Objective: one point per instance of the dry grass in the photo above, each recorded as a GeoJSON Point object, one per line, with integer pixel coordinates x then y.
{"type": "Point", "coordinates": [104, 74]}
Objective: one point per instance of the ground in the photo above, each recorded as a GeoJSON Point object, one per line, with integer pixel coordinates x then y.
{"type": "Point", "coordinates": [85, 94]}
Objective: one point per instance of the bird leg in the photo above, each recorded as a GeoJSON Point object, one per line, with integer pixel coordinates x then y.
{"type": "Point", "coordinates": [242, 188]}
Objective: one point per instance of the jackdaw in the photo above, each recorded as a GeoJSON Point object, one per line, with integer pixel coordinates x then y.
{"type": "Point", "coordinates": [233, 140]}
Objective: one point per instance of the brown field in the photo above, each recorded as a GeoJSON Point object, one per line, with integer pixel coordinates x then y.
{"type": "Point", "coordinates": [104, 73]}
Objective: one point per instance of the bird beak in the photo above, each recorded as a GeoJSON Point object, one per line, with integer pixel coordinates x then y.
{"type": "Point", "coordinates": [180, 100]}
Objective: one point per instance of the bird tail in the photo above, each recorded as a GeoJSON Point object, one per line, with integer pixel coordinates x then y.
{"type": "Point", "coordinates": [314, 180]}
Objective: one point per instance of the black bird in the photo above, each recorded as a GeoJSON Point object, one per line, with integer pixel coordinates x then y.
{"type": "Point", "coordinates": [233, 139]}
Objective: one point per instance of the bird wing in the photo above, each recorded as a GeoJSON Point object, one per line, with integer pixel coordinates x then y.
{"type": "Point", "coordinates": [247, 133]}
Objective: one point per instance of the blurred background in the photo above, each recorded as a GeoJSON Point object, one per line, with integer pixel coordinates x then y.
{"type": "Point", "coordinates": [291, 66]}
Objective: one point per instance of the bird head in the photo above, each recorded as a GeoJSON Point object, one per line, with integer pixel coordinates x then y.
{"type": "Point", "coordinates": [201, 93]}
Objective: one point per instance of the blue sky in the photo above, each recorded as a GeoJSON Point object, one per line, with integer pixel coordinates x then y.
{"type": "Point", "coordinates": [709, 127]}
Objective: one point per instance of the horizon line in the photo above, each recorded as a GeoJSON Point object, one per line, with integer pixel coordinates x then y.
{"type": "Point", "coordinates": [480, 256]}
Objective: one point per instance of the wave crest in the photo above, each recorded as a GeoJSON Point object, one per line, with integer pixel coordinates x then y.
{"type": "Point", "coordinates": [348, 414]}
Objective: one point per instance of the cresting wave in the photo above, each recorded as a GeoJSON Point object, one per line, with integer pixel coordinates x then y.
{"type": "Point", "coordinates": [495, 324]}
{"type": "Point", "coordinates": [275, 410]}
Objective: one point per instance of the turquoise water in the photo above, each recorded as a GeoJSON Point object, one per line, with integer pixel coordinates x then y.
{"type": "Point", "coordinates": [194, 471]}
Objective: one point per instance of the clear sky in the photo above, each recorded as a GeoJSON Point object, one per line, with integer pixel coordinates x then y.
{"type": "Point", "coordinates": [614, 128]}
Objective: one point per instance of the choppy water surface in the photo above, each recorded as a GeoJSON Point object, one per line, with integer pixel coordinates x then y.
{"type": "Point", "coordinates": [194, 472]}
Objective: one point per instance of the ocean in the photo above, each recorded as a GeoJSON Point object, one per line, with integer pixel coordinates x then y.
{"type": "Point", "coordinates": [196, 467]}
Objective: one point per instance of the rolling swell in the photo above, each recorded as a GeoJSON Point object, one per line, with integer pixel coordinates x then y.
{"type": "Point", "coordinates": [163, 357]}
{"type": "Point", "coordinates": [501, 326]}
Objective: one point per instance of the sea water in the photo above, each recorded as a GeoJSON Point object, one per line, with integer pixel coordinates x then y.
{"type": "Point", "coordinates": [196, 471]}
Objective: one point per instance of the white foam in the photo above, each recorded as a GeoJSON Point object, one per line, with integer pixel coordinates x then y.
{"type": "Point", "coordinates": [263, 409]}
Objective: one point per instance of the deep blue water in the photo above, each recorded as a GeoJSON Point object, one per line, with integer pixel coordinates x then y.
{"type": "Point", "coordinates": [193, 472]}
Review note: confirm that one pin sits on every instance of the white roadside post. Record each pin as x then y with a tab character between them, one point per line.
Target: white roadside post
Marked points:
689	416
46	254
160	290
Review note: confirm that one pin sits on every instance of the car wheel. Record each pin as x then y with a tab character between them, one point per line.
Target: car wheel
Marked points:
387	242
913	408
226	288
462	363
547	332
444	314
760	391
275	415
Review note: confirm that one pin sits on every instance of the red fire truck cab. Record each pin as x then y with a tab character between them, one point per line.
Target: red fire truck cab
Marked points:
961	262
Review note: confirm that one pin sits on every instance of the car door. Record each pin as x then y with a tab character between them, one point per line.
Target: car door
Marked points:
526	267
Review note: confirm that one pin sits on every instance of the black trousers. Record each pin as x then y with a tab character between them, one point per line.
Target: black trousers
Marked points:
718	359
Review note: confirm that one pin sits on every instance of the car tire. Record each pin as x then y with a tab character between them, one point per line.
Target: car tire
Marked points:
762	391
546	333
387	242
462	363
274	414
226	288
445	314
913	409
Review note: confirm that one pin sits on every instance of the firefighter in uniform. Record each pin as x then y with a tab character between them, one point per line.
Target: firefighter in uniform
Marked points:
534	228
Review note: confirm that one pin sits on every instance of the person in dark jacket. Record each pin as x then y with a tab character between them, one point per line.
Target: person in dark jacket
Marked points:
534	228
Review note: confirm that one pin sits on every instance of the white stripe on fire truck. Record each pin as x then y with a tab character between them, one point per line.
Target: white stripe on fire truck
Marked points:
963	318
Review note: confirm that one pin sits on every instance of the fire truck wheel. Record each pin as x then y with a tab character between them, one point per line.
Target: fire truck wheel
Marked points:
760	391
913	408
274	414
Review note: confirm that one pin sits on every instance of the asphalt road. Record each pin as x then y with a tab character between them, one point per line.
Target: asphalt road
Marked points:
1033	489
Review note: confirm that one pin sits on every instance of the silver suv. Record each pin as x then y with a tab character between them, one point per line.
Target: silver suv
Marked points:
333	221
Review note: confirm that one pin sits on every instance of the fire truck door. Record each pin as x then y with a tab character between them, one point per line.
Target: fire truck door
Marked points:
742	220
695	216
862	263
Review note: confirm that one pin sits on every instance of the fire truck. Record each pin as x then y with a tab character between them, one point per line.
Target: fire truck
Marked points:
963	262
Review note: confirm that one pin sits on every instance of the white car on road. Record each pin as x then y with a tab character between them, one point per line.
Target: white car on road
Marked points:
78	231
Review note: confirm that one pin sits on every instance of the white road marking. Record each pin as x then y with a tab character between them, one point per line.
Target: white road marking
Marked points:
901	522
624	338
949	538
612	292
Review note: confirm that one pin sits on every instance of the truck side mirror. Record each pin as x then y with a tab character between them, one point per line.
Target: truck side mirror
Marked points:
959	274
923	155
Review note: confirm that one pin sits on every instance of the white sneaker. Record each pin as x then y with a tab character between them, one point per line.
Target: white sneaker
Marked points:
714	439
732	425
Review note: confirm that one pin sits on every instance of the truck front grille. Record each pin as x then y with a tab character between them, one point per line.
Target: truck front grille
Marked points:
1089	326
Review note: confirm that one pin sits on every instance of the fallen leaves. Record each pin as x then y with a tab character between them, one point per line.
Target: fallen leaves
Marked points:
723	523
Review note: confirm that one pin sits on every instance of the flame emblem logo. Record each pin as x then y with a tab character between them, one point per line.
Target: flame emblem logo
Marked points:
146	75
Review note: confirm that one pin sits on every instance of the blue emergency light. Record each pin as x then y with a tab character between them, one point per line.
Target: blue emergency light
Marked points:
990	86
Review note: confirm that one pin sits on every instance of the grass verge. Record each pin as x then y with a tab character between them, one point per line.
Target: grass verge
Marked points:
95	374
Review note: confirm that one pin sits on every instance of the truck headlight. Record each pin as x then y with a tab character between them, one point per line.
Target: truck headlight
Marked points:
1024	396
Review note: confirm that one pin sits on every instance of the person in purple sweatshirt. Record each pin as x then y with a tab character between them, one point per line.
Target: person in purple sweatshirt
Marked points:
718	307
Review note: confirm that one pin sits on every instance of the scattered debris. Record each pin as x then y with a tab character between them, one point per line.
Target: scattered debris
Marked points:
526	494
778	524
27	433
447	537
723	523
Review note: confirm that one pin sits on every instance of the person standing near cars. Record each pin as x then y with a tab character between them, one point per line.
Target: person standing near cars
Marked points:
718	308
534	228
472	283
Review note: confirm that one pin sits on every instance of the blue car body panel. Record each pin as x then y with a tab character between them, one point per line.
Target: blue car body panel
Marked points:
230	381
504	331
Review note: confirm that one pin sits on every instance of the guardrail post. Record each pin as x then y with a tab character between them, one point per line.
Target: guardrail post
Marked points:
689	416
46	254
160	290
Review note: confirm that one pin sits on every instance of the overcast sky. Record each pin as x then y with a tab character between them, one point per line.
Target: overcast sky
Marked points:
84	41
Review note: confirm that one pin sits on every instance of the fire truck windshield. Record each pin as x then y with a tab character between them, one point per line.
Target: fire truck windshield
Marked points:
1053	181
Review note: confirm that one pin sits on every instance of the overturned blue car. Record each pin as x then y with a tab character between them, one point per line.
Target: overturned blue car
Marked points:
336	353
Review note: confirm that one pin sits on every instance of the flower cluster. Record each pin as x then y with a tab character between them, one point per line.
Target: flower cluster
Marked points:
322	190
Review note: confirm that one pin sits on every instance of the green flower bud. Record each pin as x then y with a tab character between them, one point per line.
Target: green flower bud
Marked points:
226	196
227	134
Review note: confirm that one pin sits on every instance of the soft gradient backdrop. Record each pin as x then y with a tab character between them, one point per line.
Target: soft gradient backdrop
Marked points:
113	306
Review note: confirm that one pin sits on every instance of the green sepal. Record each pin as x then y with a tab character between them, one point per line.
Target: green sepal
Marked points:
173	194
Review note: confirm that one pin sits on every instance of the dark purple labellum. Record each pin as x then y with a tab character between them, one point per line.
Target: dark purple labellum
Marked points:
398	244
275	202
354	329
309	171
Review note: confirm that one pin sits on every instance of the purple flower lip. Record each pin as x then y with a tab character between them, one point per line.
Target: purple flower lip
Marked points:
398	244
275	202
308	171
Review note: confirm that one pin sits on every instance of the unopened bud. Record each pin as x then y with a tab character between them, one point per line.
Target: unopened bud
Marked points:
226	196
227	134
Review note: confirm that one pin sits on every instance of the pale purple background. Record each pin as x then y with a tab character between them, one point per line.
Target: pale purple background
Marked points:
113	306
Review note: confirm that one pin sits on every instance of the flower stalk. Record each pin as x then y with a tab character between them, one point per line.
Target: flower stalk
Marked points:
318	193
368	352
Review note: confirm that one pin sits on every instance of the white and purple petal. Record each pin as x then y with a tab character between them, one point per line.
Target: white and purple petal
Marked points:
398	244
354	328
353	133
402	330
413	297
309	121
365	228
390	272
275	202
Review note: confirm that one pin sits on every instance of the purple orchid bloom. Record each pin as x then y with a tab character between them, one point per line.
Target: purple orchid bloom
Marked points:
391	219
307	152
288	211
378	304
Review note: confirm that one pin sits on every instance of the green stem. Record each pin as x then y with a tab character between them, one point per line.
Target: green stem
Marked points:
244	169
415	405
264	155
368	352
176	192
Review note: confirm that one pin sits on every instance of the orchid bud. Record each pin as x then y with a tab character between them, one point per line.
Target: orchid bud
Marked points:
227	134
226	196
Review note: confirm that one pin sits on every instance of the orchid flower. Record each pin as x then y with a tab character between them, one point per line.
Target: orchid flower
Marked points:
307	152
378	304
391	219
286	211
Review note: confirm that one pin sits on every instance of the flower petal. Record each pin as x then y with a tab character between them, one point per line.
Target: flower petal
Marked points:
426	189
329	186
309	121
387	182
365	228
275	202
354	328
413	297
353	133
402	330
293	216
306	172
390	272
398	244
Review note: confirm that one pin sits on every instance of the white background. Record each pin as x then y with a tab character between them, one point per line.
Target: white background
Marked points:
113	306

##########

▶ _TASK OBJECTIVE_:
Among the lines above, which ones hold the string "debris"? Show them.

▶ _SOLUTION TO THE EXERCISE_:
Review note: confirm that one pin sits on every instance of the scattered debris. Record each pin as x then y with a tab character between them, one point per line.
Target: scattered debris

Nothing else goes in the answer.